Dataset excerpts
• • • • • • •
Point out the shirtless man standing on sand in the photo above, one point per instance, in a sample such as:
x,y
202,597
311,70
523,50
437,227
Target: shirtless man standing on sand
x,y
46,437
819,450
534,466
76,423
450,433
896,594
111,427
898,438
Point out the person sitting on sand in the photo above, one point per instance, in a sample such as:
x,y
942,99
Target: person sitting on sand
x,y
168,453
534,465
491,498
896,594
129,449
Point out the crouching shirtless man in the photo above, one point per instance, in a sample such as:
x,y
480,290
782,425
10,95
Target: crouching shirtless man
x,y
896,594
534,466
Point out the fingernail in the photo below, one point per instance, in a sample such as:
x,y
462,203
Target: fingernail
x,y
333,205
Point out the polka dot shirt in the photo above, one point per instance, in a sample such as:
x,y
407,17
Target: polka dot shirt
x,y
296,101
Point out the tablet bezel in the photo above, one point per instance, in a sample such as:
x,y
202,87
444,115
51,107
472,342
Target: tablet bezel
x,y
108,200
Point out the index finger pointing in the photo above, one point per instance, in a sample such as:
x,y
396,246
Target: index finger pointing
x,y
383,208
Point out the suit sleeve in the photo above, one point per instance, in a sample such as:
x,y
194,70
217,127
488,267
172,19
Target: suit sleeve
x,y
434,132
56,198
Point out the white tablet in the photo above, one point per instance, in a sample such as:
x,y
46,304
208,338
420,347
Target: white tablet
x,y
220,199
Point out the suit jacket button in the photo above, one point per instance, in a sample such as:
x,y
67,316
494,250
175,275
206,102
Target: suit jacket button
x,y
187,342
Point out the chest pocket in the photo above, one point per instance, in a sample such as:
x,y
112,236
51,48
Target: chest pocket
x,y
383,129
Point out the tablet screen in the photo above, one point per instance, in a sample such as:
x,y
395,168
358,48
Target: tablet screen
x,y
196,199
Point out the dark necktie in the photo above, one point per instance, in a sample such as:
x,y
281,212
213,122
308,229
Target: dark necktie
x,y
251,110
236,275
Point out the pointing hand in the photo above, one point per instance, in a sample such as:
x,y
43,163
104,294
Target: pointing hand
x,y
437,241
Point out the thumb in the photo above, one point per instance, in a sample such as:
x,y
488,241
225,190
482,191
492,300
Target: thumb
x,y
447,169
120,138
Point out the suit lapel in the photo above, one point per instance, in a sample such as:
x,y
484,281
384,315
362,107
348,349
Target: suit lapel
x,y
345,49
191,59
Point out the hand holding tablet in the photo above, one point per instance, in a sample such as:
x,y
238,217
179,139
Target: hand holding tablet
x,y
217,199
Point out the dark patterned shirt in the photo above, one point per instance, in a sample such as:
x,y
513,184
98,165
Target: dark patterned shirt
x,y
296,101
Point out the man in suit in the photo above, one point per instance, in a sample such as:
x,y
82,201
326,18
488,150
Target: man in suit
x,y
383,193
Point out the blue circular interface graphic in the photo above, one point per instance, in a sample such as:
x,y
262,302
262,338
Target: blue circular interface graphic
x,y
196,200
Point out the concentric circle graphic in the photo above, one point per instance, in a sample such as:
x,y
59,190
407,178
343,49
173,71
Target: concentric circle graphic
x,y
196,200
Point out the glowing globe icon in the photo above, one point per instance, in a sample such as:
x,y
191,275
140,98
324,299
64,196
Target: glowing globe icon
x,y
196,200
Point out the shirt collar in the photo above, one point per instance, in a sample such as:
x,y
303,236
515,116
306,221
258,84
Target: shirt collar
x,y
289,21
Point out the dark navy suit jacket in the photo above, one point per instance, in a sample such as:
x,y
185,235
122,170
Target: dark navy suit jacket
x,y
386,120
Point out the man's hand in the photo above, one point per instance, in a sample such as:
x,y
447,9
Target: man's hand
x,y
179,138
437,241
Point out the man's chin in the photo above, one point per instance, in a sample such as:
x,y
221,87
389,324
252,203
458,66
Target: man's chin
• • • • • • •
**Aim of the exercise:** Write each line above out exactly.

**Solved exercise:**
Point out the shirtless man standing on sand in the photo above, one point per instance, in a sample such as:
x,y
202,597
311,70
523,50
437,227
Target: shirtless man standing on sand
x,y
46,437
819,450
534,466
76,423
450,433
896,594
111,427
898,438
Point out the person sitting on sand in the photo above, one point per instance, in a sample such as:
x,y
942,99
Target: person sitting on sand
x,y
168,453
534,465
491,498
896,594
129,449
Point out the crouching shirtless man in the photo above, one point per instance, in a sample such as:
x,y
480,290
782,425
10,95
Target: crouching shirtless man
x,y
896,594
534,466
Point out the fingernail in the photo below, one point per instance, in a sample such as:
x,y
462,203
Target: fingernail
x,y
333,205
Point out the polka dot shirt in the photo above, one point per instance, in a sample such as:
x,y
407,17
Target: polka dot shirt
x,y
296,101
Point out the tablet bezel in the photo above, one point per instance, in a sample such as:
x,y
202,87
444,115
51,107
472,342
Target: tablet bezel
x,y
108,200
Point out the index finger pointing in the photo above, one point per instance, in a sample such as:
x,y
396,246
Target: index finger pointing
x,y
383,208
Point out the suit sleeve in the photo above, one point per instance, in a sample such as:
x,y
194,70
217,127
488,267
172,19
Target: suit sleeve
x,y
434,132
56,198
Point out the white tablet in the photo above, one point per instance, in a sample such as:
x,y
46,304
208,338
420,347
Target: white tablet
x,y
220,199
Point out the suit jacket button in the photo above, one point per instance, in a sample such as:
x,y
67,316
494,250
175,275
206,102
Target: suit jacket button
x,y
187,342
Point out the chest pocket in the photo above, one point per instance, in a sample such as:
x,y
112,236
51,48
Target: chest pocket
x,y
383,129
Point out the tablet screen in the photo above, one point per instance, in a sample such as:
x,y
395,168
358,48
Target: tablet screen
x,y
196,199
Point out the dark necktie in the photo above, one point per instance, in a sample such as:
x,y
281,212
213,122
308,229
Target: dark necktie
x,y
251,110
236,275
Point out the pointing hand in the photo above, one point per instance, in a sample such as:
x,y
43,163
104,294
Target: pointing hand
x,y
437,241
Point out the thumb in the photo above, one point per instance, in a sample such as:
x,y
488,241
225,190
482,191
492,300
Target: thumb
x,y
447,169
120,138
Point out the suit lapel in the photo above, one point per instance, in a sample such as:
x,y
484,281
384,315
362,107
348,349
Target: suit lapel
x,y
345,49
191,59
Point out the hand holding tablet in the photo above, one point per instance, in a sample such as:
x,y
238,217
179,139
Target: hand holding tablet
x,y
217,199
Point out the dark patterned shirt in the photo above, one point per instance, in a sample such as:
x,y
513,184
98,165
Target: dark patterned shirt
x,y
296,101
Point out the man in suit in the photo above, one point per instance, in a sample such as:
x,y
82,201
326,18
488,150
Target: man in suit
x,y
383,193
Point out the blue circular interface graphic in the photo above, one point per instance, in a sample such as:
x,y
262,302
262,338
Target: blue circular interface graphic
x,y
196,200
Point out the concentric circle graphic in the photo above, one point per instance, in a sample such as:
x,y
59,190
407,178
343,49
173,71
Target: concentric circle graphic
x,y
196,200
Point out the glowing globe icon in the photo above, one point per instance, in a sample such as:
x,y
191,275
140,98
324,299
64,196
Target: glowing globe icon
x,y
196,200
Point out the shirt collar in the photo above, one point per instance, in a sample such as:
x,y
303,236
515,116
306,221
258,84
Target: shirt collar
x,y
289,21
Point out the dark navy suit jacket in the photo above, one point per instance, in a sample such as:
x,y
185,235
122,170
Target: dark navy suit jacket
x,y
386,120
Point out the man's hand in the photo above, one point per instance, in a sample such as:
x,y
447,9
Target: man's hand
x,y
179,138
437,241
Point out the man's chin in the photo above, one point per instance, in a sample such as:
x,y
221,87
389,324
252,203
458,66
Target: man's chin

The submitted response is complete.